Given exercise —
For each statement below, decide whether it agrees with the WHAX post. Answer yes or no, and quote the words of the post that decide it. 1. According to the post, WHAX can draw its information only from a database. 2. The writer of the post claims to be a database expert. 3. The technical document on WHAX runs to about 60 pages.

Selected passage —
▼▼▼
[Pipet Devel] WHAX and Loci storage ideas

Sun Dec 5 13:53:54 EST 1999

Oh Great Locians;
	Hello! I have been doing some more thinking about data storage for
loci and along these lines have read up on the WHAX stuff. Below I kind of
give a quick overview of WHAX (for those of you who didn't like the looks
of the 60 page technical document about it!) based on what I was able to
get out of it (since I'm not a database expert). Then I follow up with a
plan for data storage for Loci based on WHAX ideas, info from the archives,
and my own random ideas. Sorry it's so long, but I would really be
interested in hearing everyone's comments if they can make it all of the
way though!

WHAX (Warehouse Architechture for XML)
--------------------------------------
	Basically, this is a technical document detailing the
implementation of WHAX. Basically, what WHAX is designed to do is to take
selected
information from a data source, which can be either a database or an XML
document, and represent it as an "XML Warehouse." This XML Warehouse
contains specific information from a database which has been selected by
the user. For instance, if you had a database full of books you've read,
you could create an XML warehouse of all of the books you've read that
were written by Stephen King. Some key characteristics of an XML Warehouse
is that it is in XML format and is represented by a  tree structure. So
based on my limited XML knowledge, this seems analagous to a Document
Object Model (DOM).
	What WHAX does is define a method for upkeeping this XML Warehouse.
▲▲▲
Record list —
▼▼▼
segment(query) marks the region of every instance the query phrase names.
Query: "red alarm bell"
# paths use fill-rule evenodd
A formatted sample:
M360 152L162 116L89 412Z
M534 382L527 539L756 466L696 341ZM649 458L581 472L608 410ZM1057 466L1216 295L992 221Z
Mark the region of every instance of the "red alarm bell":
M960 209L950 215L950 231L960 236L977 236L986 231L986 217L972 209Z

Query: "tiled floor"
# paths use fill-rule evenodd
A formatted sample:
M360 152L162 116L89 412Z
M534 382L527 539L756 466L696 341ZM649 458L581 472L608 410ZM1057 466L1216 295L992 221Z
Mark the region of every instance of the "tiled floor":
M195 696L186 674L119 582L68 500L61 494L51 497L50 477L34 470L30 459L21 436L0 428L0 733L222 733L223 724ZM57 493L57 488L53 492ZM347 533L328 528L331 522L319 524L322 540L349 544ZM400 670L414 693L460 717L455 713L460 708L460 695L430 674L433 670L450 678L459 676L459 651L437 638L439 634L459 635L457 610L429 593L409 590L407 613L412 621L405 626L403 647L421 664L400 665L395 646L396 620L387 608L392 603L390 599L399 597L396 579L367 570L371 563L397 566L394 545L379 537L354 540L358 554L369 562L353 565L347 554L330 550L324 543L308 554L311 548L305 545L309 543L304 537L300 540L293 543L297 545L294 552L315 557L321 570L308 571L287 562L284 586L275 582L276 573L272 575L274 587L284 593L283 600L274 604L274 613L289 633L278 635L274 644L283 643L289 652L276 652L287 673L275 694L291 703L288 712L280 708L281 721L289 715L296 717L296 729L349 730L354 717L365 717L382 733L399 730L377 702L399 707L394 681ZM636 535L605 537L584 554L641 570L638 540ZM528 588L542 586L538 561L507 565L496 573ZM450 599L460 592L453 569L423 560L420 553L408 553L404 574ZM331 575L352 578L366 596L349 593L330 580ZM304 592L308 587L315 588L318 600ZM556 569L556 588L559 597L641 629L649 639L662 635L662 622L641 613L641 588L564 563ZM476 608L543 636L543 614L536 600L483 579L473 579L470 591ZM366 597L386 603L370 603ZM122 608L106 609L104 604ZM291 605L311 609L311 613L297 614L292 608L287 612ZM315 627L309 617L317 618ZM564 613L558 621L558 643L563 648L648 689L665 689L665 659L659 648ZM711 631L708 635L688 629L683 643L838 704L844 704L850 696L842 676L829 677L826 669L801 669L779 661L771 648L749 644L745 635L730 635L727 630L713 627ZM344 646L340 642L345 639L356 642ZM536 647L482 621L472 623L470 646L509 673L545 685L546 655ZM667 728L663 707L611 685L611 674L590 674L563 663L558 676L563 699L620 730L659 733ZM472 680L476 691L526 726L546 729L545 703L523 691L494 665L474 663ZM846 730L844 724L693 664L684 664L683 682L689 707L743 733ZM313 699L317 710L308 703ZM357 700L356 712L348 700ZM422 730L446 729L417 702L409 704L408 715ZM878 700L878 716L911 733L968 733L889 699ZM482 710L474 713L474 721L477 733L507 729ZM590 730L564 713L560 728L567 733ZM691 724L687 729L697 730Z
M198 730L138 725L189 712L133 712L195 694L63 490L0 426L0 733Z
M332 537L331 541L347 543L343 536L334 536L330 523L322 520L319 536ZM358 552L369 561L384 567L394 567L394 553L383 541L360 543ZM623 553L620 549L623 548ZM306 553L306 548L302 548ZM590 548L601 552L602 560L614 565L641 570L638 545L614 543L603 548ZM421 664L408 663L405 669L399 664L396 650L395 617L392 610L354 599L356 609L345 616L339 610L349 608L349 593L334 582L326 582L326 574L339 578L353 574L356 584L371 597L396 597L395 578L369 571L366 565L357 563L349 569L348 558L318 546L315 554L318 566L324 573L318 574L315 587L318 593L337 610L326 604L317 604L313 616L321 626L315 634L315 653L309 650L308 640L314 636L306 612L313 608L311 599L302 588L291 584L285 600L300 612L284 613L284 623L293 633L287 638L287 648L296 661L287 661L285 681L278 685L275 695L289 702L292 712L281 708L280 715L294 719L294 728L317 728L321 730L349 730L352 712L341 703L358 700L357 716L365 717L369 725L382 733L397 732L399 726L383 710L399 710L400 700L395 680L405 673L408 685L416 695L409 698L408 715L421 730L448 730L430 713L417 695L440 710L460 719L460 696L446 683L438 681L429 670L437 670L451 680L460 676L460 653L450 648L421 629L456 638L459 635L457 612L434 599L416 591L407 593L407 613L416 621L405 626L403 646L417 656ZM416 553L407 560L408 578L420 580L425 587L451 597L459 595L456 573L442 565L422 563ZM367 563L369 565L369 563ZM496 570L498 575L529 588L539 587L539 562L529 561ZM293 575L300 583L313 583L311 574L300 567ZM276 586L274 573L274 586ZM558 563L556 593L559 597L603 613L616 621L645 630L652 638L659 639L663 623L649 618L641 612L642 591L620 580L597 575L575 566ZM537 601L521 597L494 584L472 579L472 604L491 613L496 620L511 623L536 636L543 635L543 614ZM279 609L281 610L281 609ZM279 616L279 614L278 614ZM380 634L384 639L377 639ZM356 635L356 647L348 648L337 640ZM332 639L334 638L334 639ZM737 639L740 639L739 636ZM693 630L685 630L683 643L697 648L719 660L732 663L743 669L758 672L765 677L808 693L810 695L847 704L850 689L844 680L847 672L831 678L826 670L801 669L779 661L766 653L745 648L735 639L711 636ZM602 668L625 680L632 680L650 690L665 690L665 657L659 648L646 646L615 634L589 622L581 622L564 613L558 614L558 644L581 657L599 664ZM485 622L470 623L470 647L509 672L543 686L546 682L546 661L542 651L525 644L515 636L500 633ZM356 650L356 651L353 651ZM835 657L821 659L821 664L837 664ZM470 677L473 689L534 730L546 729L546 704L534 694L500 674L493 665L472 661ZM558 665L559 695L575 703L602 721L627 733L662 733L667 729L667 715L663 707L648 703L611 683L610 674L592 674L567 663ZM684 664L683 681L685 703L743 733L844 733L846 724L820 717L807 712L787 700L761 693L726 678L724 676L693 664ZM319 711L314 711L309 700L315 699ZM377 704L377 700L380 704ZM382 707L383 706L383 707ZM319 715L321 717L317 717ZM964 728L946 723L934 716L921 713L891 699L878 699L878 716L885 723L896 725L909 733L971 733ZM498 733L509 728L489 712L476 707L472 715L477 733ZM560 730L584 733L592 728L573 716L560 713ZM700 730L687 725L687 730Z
▲▲▲
Answer below —
1. No: "a data source, which can be either a database or an XML document"
2. No: "since I'm not a database expert"
3. Yes: "the 60 page technical document about it"